WHAT YOU NEED TO DO - Retype the data below exactly, skipping pictures.

RECORDS PROVIDED -

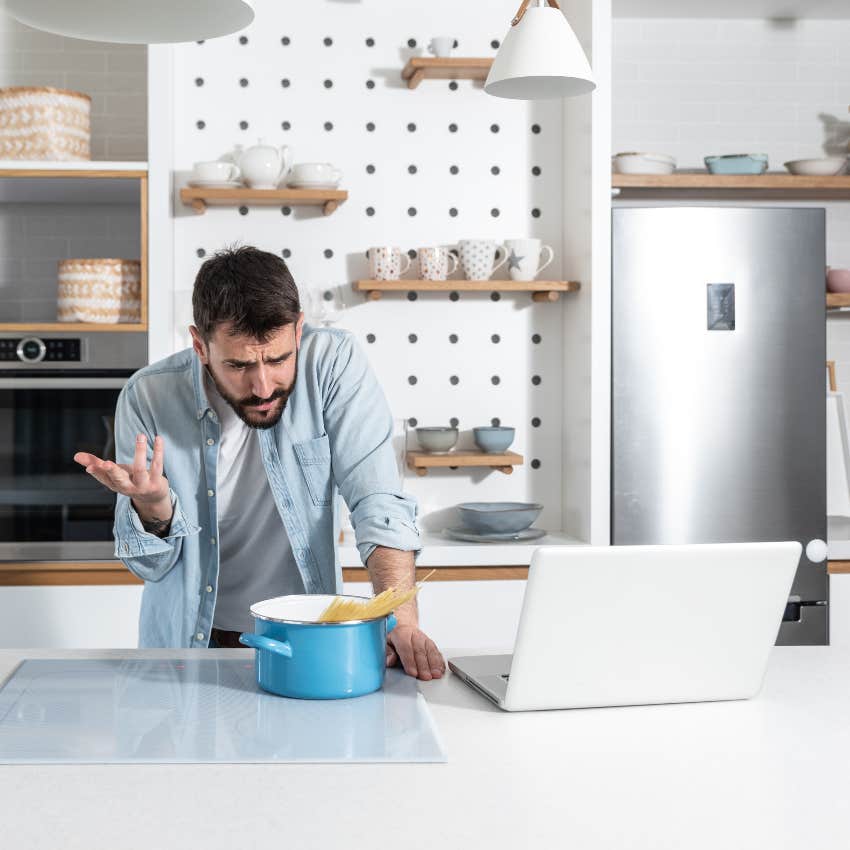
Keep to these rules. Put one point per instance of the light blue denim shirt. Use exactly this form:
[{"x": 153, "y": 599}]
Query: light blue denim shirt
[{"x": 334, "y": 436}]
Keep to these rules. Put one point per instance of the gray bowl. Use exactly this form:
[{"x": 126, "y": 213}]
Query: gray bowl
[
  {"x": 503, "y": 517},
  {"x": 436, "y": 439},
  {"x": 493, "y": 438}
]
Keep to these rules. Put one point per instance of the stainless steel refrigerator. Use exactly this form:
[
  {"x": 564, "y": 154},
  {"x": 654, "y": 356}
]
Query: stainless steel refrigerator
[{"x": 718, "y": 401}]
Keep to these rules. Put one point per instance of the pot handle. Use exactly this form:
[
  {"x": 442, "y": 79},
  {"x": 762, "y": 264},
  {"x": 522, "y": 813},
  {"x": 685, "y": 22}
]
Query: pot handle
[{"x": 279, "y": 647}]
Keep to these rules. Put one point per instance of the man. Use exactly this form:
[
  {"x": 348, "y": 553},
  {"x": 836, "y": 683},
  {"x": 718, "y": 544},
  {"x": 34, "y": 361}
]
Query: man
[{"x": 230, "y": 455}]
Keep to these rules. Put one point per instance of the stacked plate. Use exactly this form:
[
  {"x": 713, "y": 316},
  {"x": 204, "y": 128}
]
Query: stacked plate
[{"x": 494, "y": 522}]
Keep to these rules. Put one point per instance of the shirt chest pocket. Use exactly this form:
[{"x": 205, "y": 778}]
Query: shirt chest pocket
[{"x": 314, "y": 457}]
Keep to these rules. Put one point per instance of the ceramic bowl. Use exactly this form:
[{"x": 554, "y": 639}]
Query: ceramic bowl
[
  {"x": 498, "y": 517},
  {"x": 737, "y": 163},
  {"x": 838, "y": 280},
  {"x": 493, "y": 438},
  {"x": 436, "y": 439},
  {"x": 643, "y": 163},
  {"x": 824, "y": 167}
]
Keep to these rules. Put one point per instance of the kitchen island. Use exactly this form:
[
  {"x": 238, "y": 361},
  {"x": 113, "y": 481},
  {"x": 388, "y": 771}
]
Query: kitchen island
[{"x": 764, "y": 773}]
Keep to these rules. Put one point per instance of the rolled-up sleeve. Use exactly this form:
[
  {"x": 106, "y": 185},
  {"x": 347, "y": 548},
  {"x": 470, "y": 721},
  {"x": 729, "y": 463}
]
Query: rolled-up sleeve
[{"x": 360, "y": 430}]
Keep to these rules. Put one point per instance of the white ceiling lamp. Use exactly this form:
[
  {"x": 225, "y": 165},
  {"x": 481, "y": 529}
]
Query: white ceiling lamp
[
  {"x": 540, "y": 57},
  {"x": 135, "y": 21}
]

SOLUTION TO THIS EXERCISE -
Keep to these rules. Put one point per instance of the light blue denim shirt. Use exactly this form:
[{"x": 153, "y": 599}]
Query: light blue denim shirt
[{"x": 334, "y": 436}]
Keep to these rules. Put one point per instance of the gray bowl. Use exactly this form:
[{"x": 126, "y": 213}]
Query: gray bowl
[
  {"x": 503, "y": 517},
  {"x": 436, "y": 439},
  {"x": 493, "y": 438}
]
Keep to these rules. Put one point per instance of the stainless steel refrigerator. Use exactly this form:
[
  {"x": 564, "y": 154},
  {"x": 654, "y": 356}
]
Query: stainless steel refrigerator
[{"x": 718, "y": 401}]
Keep to these rules. Put one point per instance of the pot handle. Use exactly this form:
[
  {"x": 442, "y": 79},
  {"x": 762, "y": 264},
  {"x": 522, "y": 813},
  {"x": 685, "y": 22}
]
Query: pot handle
[{"x": 279, "y": 647}]
Keep to these rules. Put one point per instance of the man. Use exactly this form:
[
  {"x": 348, "y": 553},
  {"x": 836, "y": 683},
  {"x": 718, "y": 544},
  {"x": 34, "y": 361}
]
Query: man
[{"x": 230, "y": 455}]
Keep to these rules. Put one point per instance of the stacked plate. Use exactly this form:
[
  {"x": 713, "y": 316},
  {"x": 204, "y": 128}
]
Query: stacked plate
[{"x": 494, "y": 522}]
Keep to these rules. Put one point per instance of the shirt chest pocket. Use exactly this form:
[{"x": 205, "y": 778}]
Query: shirt chest pocket
[{"x": 314, "y": 457}]
Keep to these rules. Put one point per instance of the ceramic bowl. Use exactly this form:
[{"x": 554, "y": 639}]
Query: ceramic bowl
[
  {"x": 498, "y": 517},
  {"x": 737, "y": 163},
  {"x": 838, "y": 280},
  {"x": 493, "y": 438},
  {"x": 436, "y": 439},
  {"x": 643, "y": 163},
  {"x": 824, "y": 167}
]
Keep to these rules. Put one point per instance of the kitchen island. Use exactly this form:
[
  {"x": 238, "y": 361},
  {"x": 113, "y": 481},
  {"x": 388, "y": 771}
]
Query: kitchen island
[{"x": 764, "y": 773}]
Keep to these rules. Put one point per instance of the rolled-up sleeve. Use exactly this form:
[
  {"x": 106, "y": 185},
  {"x": 347, "y": 548},
  {"x": 470, "y": 721},
  {"x": 729, "y": 463}
]
Query: rolled-up sleeve
[{"x": 360, "y": 430}]
Keep to these rules. Put one point per instance of the white ceiling lamp. Use exactly this form:
[
  {"x": 225, "y": 165},
  {"x": 481, "y": 529}
]
Query: white ceiling lamp
[
  {"x": 540, "y": 57},
  {"x": 135, "y": 21}
]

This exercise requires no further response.